DE LA DISCIPLINE...
Métier bizarre, mœurs étranges, formation ubuesque...
Vous devez enseigner une grammaire élémentaire et l'on vous inflige les querelles idéologiques grands théoriciens de la linguistique. Vous devez,
avec vos élèves, résoudre des problèmes d'arithmétique, et vous voilà embarqués dans un
labyrinthe de mathématiques fondamentales. On pourrait espérer qu'en matière de
psychopédagogie, genèse de la cognition, de connaissance de l'enfant, vos maîtres vous dotent d'un ensemble
de postulats, d'une sorte de viatique élémentaire, certes très incomplet, mais rassurant pour vos premiers pas dans la carrière.
Décidément, les modes et marottes, les systèmes et les mots d'auteurs, querelles d'écoles et les schismes rendent bien incertain le contenu du maigre bagage qui vous
échoit dès vos débuts.

TÂCHE COURTE: Pourriez-vous poursuivre le texte sur la formation des maîtres à partir de sa dernière phrase ?

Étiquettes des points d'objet

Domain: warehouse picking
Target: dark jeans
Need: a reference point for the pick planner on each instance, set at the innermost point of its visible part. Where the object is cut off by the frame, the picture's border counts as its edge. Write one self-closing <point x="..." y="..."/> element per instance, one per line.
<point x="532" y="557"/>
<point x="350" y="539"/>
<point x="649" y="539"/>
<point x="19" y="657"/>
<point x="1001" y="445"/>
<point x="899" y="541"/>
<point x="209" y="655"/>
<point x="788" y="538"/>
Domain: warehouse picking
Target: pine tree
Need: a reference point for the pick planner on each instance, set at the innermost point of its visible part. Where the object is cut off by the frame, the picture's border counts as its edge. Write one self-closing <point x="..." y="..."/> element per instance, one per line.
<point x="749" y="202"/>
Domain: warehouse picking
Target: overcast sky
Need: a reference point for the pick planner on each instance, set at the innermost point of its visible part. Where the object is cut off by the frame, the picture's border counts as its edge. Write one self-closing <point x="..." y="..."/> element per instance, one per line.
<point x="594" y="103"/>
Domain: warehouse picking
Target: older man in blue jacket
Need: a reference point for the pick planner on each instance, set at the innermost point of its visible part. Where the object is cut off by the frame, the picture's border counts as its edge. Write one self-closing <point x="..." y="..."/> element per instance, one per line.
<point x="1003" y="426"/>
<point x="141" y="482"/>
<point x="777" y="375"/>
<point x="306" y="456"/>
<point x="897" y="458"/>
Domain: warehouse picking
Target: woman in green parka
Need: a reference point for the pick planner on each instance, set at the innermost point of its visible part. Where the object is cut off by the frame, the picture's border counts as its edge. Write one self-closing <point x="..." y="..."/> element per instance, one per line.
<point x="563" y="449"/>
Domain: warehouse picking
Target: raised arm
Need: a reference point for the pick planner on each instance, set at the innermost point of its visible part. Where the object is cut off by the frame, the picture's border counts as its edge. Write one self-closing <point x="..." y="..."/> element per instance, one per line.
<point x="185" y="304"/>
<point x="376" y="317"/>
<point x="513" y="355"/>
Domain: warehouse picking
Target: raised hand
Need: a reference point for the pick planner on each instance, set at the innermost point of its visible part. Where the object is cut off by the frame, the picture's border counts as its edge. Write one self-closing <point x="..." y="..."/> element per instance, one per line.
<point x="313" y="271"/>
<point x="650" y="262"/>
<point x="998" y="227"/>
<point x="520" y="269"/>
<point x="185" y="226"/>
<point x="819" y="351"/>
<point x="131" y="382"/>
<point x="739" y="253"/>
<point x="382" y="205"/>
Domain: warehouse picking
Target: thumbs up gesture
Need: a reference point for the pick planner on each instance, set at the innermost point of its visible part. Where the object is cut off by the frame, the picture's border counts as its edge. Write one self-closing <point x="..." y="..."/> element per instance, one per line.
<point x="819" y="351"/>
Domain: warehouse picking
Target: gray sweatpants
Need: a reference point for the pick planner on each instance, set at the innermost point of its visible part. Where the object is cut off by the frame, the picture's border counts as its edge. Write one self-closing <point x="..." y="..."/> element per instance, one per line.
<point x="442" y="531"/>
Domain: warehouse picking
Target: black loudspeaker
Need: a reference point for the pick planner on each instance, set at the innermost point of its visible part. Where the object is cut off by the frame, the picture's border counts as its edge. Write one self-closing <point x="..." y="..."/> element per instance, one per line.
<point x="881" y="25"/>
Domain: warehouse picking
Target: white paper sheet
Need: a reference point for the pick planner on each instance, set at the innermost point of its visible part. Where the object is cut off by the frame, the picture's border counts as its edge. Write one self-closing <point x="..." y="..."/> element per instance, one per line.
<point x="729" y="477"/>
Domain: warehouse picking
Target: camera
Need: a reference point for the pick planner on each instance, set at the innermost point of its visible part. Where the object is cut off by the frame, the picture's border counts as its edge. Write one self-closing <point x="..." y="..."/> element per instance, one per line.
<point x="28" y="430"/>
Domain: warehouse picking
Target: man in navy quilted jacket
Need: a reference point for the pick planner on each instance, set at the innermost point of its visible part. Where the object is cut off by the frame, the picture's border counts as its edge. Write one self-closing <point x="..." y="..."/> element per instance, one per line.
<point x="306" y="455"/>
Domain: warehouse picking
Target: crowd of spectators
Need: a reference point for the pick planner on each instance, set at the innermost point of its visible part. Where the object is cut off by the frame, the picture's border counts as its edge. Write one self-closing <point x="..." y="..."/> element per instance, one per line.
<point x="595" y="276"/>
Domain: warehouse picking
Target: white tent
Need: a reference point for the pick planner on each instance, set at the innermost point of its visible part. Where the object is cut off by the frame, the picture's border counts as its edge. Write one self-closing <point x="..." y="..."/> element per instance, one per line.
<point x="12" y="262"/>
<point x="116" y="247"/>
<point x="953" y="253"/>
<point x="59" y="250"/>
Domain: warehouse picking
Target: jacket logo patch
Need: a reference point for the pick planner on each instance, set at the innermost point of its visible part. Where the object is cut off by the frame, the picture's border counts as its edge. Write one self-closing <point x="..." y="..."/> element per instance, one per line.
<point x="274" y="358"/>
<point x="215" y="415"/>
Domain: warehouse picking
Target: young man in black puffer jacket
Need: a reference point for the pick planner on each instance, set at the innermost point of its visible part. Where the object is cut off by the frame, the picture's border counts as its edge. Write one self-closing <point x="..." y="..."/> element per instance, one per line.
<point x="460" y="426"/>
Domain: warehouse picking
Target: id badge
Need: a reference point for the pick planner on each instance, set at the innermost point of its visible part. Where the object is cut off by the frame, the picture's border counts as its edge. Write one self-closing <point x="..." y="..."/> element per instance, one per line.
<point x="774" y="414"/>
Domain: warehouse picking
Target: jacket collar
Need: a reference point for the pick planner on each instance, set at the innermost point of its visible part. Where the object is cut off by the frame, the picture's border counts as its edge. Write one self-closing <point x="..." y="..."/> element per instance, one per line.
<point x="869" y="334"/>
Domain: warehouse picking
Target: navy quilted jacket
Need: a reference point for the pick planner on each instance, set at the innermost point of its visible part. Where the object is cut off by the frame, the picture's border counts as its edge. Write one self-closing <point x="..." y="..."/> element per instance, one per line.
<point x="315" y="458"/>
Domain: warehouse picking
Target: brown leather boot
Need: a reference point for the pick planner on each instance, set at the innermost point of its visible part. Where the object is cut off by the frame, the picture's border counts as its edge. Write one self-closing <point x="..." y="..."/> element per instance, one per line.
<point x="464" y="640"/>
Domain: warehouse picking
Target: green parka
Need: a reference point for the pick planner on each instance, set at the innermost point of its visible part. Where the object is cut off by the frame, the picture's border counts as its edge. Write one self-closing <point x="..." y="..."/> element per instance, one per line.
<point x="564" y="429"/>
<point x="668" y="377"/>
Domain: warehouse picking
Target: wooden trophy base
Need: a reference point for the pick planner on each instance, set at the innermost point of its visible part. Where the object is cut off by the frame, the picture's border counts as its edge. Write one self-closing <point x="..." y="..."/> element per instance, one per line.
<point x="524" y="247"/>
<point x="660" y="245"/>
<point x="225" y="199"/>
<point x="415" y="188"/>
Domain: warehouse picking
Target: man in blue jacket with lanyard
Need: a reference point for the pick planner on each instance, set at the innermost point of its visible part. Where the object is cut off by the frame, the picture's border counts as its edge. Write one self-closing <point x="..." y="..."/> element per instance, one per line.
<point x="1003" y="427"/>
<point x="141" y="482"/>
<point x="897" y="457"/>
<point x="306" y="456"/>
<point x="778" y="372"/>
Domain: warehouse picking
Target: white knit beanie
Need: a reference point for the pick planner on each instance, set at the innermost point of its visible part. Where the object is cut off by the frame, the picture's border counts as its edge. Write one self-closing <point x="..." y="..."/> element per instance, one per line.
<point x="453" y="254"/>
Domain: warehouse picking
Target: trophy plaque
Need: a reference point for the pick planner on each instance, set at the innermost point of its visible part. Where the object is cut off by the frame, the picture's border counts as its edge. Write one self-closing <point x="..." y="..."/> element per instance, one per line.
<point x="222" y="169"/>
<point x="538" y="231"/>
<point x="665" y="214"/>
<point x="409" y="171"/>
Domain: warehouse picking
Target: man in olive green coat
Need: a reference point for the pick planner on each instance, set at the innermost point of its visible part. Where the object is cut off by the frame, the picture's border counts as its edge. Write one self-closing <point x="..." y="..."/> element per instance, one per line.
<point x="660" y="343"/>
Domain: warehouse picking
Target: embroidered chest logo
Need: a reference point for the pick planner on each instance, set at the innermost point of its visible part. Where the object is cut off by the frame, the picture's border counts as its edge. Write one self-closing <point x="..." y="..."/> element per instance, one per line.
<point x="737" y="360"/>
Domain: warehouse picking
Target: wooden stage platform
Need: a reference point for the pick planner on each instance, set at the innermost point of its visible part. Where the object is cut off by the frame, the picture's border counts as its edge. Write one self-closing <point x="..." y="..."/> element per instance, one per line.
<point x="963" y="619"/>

CORRIGÉ:
Cependant, il est un domaine où vous sortirez encore plus démunis de vos centres de formation,
de vos stages de remise à niveau, de vos séances d'animation : la
discipline. Continent noir de pédagogie, la discipline semble aller de soi,
elle n'intéresse pas les chercheurs, elle ne fait l'objet d'aucune conférence, d'aucun colloque,
d'aucun ouvrage de référence.
Force principale des armées, dit-on, la discipline que vous ferez régner ou que vous négligerez signera à jamais votre image de marque. D'elle
dépendront la chatoyance de votre aura et l'estime de vos contemporains.
Passons dans une école. Errons dans les couloir.
Certaines classes sont des tombeaux, d'autre bruissent, les unes expriment une fièvre de
savoir, d'autres enfin sont de furieux tourbillons.
DE LA FÉRULE À L'AUTOGESTION
Un magister du XIXième siècle pouvait comptabiliser les chiquenaudes et croquignoles qu'il distribuait à ses ouailles. Verges, badines, baguettes règles... On pouvait aller, en ces époques, jusqu' au nerf de
bœuf. Le châtiment corporel avait une justification biblique.
"Qui aime bien, châtie bien..."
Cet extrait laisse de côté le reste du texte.